§ **Required task**:
Please rewrite every line of the items, starting with the line containing "Where can you spot the green bush?" and going on through the end of the items. Keep each line unchanged except the answer coordinates, and shift every number in those coordinates by -11.

** Start Provided material **

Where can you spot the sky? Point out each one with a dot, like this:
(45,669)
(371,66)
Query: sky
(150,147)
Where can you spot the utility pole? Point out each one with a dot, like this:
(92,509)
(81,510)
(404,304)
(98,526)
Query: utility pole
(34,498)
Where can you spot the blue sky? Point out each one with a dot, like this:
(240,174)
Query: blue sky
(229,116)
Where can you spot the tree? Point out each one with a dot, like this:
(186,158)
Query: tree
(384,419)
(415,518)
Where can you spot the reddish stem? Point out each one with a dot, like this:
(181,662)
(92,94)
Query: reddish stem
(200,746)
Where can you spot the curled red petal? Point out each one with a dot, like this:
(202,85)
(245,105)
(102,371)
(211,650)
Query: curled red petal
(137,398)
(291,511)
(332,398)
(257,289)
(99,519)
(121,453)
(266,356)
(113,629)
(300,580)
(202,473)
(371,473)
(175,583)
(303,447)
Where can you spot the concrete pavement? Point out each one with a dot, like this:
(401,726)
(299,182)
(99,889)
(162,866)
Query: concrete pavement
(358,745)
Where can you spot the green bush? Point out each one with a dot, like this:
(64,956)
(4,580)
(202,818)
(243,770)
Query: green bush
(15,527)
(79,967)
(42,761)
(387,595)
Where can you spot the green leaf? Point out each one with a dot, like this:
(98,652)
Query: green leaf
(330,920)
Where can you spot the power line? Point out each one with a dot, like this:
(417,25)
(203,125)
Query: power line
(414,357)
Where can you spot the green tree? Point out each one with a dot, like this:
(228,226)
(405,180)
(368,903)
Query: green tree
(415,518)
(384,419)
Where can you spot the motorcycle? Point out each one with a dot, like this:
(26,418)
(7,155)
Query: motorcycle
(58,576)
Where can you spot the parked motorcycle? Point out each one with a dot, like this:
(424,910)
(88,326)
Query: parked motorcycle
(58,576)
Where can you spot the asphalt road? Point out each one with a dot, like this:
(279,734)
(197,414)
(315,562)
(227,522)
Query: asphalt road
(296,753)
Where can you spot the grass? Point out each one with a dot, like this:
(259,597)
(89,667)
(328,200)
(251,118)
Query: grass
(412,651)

** End Provided material **

§ **In response**:
Where can you spot the green bush? Point out each one with a dot, like this:
(64,956)
(4,580)
(202,818)
(243,770)
Query: green bush
(4,516)
(68,956)
(31,750)
(376,584)
Where can you spot the green leaf? Point out each one with a dot, like this:
(98,652)
Query: green leaf
(319,909)
Where can you spot the power line? Point out each one with a dot, like this:
(417,25)
(203,125)
Query: power line
(403,346)
Where can you spot the green tree? Point out each one with a dot, like this:
(228,226)
(405,180)
(368,903)
Query: green tree
(404,507)
(373,408)
Where can you spot the motorcycle? Point out each one with a dot, like this:
(26,418)
(7,155)
Query: motorcycle
(47,565)
Where can you spot the parked motorcycle? Point out each one with a dot, like this:
(424,910)
(88,326)
Query: parked motorcycle
(47,565)
Where can you spot the asphalt road? Point out each one with a dot, like this:
(279,734)
(197,414)
(315,562)
(227,522)
Query: asphalt road
(285,742)
Where can you spot the grass? Point out each one with a dot, like this:
(259,597)
(89,667)
(328,200)
(251,118)
Query: grass
(401,640)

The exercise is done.